Reproduce the records verbatim from their first line through the line containing "box: [197, 153, 235, 202]", including that line.
▬▬▬▬▬▬▬▬▬▬
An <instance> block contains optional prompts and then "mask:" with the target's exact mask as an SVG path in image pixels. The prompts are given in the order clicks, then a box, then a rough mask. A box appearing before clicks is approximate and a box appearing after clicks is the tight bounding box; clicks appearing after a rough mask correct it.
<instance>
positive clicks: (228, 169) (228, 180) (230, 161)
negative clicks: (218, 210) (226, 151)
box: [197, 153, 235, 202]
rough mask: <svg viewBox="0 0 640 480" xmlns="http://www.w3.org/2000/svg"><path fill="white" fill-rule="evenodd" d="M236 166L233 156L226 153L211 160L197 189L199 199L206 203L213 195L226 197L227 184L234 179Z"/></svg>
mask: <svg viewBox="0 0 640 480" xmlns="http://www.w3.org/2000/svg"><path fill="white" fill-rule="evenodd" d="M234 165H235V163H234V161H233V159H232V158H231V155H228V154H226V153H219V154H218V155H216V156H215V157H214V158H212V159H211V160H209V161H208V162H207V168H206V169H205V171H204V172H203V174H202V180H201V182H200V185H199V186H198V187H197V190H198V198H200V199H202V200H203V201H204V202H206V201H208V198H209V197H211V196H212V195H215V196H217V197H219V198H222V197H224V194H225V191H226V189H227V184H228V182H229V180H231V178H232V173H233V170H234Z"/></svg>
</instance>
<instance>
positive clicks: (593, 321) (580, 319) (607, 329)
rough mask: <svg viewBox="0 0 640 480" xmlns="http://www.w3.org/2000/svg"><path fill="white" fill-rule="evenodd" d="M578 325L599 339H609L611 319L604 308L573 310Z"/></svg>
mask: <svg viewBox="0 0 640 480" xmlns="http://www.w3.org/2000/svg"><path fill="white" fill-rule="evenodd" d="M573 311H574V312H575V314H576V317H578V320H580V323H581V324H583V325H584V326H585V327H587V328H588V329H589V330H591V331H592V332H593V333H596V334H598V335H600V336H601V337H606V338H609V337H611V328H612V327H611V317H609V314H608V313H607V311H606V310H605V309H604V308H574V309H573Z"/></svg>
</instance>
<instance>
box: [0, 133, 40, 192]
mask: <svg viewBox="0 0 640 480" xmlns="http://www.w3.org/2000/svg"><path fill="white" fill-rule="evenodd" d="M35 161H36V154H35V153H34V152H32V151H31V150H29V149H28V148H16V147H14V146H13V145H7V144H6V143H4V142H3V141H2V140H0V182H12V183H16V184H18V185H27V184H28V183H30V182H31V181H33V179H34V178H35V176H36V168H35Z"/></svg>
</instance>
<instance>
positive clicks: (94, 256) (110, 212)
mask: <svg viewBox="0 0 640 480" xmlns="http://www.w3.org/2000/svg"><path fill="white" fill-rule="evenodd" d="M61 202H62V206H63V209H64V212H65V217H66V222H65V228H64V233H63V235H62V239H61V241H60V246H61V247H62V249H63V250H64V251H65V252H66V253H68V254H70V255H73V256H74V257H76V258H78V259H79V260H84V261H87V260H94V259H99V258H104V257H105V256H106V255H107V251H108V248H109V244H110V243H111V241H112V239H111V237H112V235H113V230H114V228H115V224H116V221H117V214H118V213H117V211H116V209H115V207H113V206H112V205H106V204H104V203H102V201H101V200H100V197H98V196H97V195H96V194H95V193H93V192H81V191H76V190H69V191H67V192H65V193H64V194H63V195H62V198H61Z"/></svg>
▬▬▬▬▬▬▬▬▬▬
> [Response]:
An <instance> block contains optional prompts and then "mask:" with the target's exact mask as an SVG path in image pixels. The prompts are given in the order clicks, then a box, then a rough mask. A box appearing before clicks is approximate and a box appearing after clicks is the tight bounding box; clicks appearing after a rough mask correct it.
<instance>
positive clicks: (228, 169) (228, 180) (230, 161)
negative clicks: (218, 210) (226, 151)
box: [197, 153, 235, 202]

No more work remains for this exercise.